**Excerpt**
My “what if'” thoughts lately have been:  What if I had found out about things sooner?  I wonder what life would have been like being single several years ago.   Where would I be? What would I be? Who would I know?   There is a lot that has happened over the past two weeks that I never imagined would’ve taken place in my life but it did and I have to face it.  Sometimes “facing it” is the hard part.  I’m seeing that now.  I had been able to “face” the divorce, the move, the job, the new surroundings but for some reason “facing” the event of my ex making his new life official has been really hard on me.

I’ve been on a roller coaster of sorts lately with my emotions which is not like me.   Usually I can find where I’m at and move past it, but for some reason this “event” has a hold on me.  Our relationship ended with our divorce but I fee like I’m going through it all over again.  I have to admit  that sucks!  Going through it once was enough but having these emotions again has forced me to really stop and think about things.  Am I where I want to be? Am I what I want to be?  Do I know who I want to know?

My answer is YES.  I know I will continue to have moments of sadness and will most likely shed many more tears but even so I am right where I am supposed to be.  I love my job, I love my relationship with my kids, I love where I am living, and I love the people who have entered my life because of what I went through.  Would I have chosen the bad things to have happened in my life?  No, but I would not go back and change any of it because without all of the negative I would not have the positive that I have today.

We will always wonder “what If” but what matters most is “what Is”

Kimberly

Courageous Butterfly

4/1/12

Me & My Teddy


I thought it was time for a fun post since the last few have been quite serious.  I was having a conversation with a friend last night and the subject of teddy bear’s came up.  I happen to be proud of the fact that as a 42-year-old woman I still sleep with a teddy bear.  Some laugh and other’s judge but what matters to me is the comfort that little bear gives.

**Requirement**
List everything the writer of the excerpt above says she loves.

**Data section**

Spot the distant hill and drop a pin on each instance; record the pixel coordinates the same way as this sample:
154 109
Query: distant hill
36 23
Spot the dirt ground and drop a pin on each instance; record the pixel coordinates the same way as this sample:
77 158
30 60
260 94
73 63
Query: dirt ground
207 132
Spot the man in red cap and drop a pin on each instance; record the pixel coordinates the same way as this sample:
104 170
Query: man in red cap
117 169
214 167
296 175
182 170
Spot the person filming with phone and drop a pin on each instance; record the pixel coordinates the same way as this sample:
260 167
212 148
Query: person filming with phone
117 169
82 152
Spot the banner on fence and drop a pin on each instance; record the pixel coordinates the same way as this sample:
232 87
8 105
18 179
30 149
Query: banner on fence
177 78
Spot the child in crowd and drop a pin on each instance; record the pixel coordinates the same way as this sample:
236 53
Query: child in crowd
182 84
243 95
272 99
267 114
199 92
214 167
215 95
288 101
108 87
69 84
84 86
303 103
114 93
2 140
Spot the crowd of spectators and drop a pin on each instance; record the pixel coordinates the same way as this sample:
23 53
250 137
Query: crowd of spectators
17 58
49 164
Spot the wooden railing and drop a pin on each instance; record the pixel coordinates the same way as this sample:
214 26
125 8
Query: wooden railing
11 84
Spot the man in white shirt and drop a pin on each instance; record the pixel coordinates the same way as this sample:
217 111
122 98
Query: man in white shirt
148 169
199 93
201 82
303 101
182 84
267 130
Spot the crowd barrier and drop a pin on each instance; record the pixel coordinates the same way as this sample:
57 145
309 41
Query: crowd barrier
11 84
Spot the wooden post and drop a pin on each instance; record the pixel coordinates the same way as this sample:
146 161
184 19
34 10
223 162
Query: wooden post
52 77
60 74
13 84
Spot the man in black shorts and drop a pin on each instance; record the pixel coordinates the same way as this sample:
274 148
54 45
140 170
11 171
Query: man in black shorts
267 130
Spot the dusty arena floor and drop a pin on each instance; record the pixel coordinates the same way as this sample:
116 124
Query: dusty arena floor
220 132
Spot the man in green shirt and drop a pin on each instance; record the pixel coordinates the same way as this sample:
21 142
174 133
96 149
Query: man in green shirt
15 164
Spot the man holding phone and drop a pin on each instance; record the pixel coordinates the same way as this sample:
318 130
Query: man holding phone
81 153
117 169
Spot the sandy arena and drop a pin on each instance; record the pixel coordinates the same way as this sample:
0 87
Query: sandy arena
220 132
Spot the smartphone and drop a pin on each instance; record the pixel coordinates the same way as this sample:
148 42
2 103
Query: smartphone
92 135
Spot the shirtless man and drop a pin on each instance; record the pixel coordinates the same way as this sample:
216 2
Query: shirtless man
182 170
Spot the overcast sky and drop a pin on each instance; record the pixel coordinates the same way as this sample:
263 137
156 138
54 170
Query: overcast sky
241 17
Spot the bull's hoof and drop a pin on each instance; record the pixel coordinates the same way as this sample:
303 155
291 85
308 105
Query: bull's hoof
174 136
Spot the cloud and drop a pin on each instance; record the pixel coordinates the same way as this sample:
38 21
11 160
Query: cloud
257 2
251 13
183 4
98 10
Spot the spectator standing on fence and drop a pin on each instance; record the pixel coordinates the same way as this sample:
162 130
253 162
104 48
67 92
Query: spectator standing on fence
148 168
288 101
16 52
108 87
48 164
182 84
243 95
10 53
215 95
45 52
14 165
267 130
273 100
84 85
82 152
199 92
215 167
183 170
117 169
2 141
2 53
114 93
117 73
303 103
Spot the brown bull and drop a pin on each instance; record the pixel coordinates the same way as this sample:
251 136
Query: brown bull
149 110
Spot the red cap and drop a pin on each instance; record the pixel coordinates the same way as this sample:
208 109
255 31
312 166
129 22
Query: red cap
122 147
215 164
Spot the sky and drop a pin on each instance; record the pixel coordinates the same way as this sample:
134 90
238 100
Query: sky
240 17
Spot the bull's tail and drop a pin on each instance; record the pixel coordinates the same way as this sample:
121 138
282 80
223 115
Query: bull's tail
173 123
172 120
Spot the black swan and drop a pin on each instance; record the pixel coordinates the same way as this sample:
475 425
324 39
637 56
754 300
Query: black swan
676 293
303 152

**Result**
- Her job
- Her relationship with her kids
- Where she is living
- The people who have entered her life because of what she went through